# Задания
A) Ответьте на вопросы по тексту о слушателе-эксперте:
(i) Чем аудиоэксперту следует ограничиться, чтобы не развивать у себя дурные привычки?
(ii) Чем руководствуется эксперт, определяя направленность своих предпочтений?
(iii) Каким методом эксперт пользуется на интуитивном уровне?
B) Перепишите, пожалуйста, из текста о слушателе-эксперте отрывок между словами «Направленность своих предпочтений» и «признан в электротехнике.», включая их.
C) Допишите следующую часть текста о слушателе-эксперте, начав сразу после его последнего предложения.

------ Исходный текст ------

При проведении парных сравнений у опытного слушателя-эксперта может появиться желание воспринимать по отдельности индивидуальный беспорядок, вносимый тестируемым образцом, и беспорядок, возникающий в других звеньях канала связи. Но, встав на этот путь, слушатель-эксперт незаметно для себя начинает улавливать индивидуальные звуковые качества (“черты характера”) всех звеньев тракта “запись — воспроизведение”. Чтобы не развивать у себя дурные привычки, аудиоэксперту следует ограничиться сравнительной оценкой тестируемого и стандартного образцов аппаратуры и предпочесть тот аппарат, который по заранее выбранным признакам звучит лучше.
Направленность своих предпочтений эксперт определяет руководствуясь сложившимися у него эстетическими эталонами звучания музыки. В такой работе, как оказалось, он на интуитивном уровне пользуется методом триад [7], признанным в экспериментальной психологии так же, как закон Ома признан в электротехнике.

------ Исходные данные ------

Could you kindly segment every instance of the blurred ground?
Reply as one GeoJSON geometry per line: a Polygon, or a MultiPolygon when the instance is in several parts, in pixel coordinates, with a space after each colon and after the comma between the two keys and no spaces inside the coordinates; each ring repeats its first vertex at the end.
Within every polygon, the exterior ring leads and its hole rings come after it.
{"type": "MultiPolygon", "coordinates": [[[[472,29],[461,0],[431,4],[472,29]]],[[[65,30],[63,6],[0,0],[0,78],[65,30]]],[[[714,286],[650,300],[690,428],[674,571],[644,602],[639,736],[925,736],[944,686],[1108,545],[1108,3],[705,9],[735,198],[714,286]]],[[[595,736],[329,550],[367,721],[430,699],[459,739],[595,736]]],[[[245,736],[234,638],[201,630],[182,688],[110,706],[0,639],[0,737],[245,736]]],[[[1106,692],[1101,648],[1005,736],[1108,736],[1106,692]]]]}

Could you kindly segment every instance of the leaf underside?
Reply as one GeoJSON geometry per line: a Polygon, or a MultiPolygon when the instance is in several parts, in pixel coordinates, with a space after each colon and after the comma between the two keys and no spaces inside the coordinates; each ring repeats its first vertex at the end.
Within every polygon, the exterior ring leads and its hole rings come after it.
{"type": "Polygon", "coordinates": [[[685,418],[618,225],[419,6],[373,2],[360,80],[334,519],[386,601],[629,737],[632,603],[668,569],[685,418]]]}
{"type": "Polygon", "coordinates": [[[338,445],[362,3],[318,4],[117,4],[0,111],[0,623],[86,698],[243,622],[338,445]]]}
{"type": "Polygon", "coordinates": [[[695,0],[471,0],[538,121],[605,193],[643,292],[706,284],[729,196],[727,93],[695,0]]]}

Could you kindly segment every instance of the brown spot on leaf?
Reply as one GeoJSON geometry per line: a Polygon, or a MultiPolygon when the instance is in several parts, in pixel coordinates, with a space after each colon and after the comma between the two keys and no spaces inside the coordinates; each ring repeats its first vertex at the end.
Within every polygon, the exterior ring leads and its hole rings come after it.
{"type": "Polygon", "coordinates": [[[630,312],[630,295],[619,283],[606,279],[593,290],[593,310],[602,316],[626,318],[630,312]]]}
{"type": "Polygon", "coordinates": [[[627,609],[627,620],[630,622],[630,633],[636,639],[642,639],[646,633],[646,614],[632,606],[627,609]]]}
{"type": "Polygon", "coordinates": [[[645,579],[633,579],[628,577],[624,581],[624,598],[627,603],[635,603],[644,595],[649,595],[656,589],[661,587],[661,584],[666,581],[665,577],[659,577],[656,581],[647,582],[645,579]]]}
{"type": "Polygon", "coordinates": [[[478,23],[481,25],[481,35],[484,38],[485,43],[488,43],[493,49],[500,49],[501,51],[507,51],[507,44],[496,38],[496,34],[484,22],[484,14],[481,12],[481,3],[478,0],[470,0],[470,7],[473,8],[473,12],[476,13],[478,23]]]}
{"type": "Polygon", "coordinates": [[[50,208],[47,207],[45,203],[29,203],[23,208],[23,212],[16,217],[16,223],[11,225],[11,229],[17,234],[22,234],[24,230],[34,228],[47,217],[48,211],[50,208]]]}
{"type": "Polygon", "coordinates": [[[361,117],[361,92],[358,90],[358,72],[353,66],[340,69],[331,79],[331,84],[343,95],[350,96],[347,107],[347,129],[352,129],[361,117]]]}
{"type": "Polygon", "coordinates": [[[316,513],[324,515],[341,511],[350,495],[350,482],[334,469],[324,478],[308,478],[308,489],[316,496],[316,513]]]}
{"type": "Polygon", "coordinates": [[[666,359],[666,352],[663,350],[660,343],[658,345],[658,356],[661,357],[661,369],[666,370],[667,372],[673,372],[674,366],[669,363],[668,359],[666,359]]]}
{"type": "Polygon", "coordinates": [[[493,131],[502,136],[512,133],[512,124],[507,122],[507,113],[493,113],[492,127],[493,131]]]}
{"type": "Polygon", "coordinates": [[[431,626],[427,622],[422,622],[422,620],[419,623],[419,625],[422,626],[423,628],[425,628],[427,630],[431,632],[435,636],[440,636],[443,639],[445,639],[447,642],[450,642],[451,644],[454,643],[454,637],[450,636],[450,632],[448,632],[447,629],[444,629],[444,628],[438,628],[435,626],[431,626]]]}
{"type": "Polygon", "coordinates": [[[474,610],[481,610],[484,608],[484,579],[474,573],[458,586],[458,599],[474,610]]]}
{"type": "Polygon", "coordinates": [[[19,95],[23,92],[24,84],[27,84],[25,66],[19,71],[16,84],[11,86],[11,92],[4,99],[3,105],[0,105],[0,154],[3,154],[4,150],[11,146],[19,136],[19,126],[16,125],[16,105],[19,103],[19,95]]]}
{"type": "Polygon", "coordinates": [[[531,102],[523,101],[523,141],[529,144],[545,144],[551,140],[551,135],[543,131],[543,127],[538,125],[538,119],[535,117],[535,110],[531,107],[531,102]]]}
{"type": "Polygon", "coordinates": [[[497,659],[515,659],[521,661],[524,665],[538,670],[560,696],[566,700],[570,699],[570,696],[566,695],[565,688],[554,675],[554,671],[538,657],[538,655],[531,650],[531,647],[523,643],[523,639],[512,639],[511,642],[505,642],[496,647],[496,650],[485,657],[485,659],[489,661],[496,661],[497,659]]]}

------

# Ответы к заданиям
A)
(i) Сравнительной оценкой тестируемого и стандартного образцов аппаратуры.
(ii) Сложившимися у него эстетическими эталонами звучания музыки.
(iii) Методом триад.

B)
Направленность своих предпочтений эксперт определяет руководствуясь сложившимися у него эстетическими эталонами звучания музыки. В такой работе, как оказалось, он на интуитивном уровне пользуется методом триад [7], признанным в экспериментальной психологии так же, как закон Ома признан в электротехнике.

C)
В основе метода триад лежит механизм предпочтения субъектом одного стимула другому, если первый более похож на третий, так назывемый справочный. В классических методах тестирования в качестве справочного образца принято использовать или живое звучание, или звучание некоего эталонного аппарата [8], имеющего наивысшее, какого только можно достигнуть (а по существу — признанное таковым организаторами аудиоэкспертизы), качество звучания. Роль эстетических эталонов слушателя в этих методах почти всегда нивелируется. Результаты сравнения звучания тестируемого образца с эталонным образцом принято называть абсолютной оценкой, в то время как результаты сравнения со стандартным образцом (или просто с другим образцом) называют сравнительной оценкой [8].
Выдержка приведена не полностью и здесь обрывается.